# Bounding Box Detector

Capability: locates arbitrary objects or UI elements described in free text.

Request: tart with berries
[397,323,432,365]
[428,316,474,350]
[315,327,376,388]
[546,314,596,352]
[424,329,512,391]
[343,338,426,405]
━━━━━━━━━━━━━━━━
■ Written problem
Rewrite the lines above with "tart" replaced by "pie" and everything else left as it is.

■ Written response
# Bounding Box Detector

Capability: locates arbitrary objects or UI elements described in free text.

Request: pie with berries
[397,323,432,365]
[428,316,474,350]
[315,327,376,388]
[546,314,596,352]
[424,329,512,391]
[343,338,426,405]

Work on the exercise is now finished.